> Requirements: Copy the data word for word, keeping every line.

> Data for this task:
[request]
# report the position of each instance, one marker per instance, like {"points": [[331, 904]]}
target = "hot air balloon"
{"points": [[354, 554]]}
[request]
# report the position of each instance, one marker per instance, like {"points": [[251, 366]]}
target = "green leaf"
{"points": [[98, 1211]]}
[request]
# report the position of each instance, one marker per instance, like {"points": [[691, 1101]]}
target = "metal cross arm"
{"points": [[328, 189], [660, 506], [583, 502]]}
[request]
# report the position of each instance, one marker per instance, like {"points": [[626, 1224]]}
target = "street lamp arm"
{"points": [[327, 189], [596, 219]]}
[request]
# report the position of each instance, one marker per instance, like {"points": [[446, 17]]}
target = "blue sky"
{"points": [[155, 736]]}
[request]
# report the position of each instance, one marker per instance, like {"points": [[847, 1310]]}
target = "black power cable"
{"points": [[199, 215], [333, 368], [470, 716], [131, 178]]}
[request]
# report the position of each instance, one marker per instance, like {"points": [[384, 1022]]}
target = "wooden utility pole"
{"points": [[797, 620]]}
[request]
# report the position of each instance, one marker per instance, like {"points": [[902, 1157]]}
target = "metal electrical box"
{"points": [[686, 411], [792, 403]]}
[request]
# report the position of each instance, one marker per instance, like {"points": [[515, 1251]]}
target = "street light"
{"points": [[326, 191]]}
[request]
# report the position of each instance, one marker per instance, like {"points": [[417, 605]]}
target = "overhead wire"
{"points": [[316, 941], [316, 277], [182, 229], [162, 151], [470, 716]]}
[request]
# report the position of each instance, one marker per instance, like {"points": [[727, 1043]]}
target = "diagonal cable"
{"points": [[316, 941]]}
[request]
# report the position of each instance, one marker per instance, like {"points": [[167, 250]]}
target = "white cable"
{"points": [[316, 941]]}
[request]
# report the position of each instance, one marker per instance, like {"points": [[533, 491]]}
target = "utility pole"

> Answer to the exercise:
[request]
# report the position of each instance, one marker per instance, like {"points": [[331, 904]]}
target = "hot air balloon"
{"points": [[354, 554]]}
[request]
# report the position of each instance, one marker per instance, like {"points": [[251, 366]]}
target = "green leaf"
{"points": [[98, 1211]]}
[request]
# report the position of each instance, one marker per instance, like {"points": [[691, 1101]]}
target = "metal cross arm"
{"points": [[328, 189], [660, 506], [583, 502]]}
[request]
# report the position of each instance, one marker per instance, like {"points": [[626, 1224]]}
target = "street lamp arm"
{"points": [[327, 189], [596, 219]]}
[request]
# report the position of each instance, one marker per instance, like {"points": [[446, 17]]}
target = "blue sky"
{"points": [[155, 736]]}
[request]
# report the position of each instance, one marker per instance, like {"points": [[847, 1310]]}
target = "black power cable"
{"points": [[199, 215], [333, 368], [470, 716], [131, 178]]}
[request]
# report the position of each instance, one marker per instance, like {"points": [[384, 1022]]}
target = "wooden utility pole"
{"points": [[797, 620]]}
[request]
# report the position of each instance, one marker per instance, like {"points": [[902, 1157]]}
target = "metal electrical box"
{"points": [[686, 411], [792, 403]]}
[request]
# report the position of each instance, one marker per instance, like {"points": [[515, 1251]]}
target = "street light"
{"points": [[326, 191]]}
[request]
# report the position of each instance, one marker per instance, like {"points": [[417, 605]]}
target = "overhead wire"
{"points": [[316, 941], [316, 277], [182, 229], [162, 151], [470, 716]]}
[request]
# report the position of each instance, one marker per instance, like {"points": [[727, 1043]]}
target = "diagonal cable"
{"points": [[316, 941]]}
[request]
# report the position of each instance, one marker per instance, like {"points": [[167, 250]]}
target = "white cable"
{"points": [[316, 941]]}
[request]
# report the position of each instance, one marker per instance, like {"points": [[533, 491]]}
target = "utility pole"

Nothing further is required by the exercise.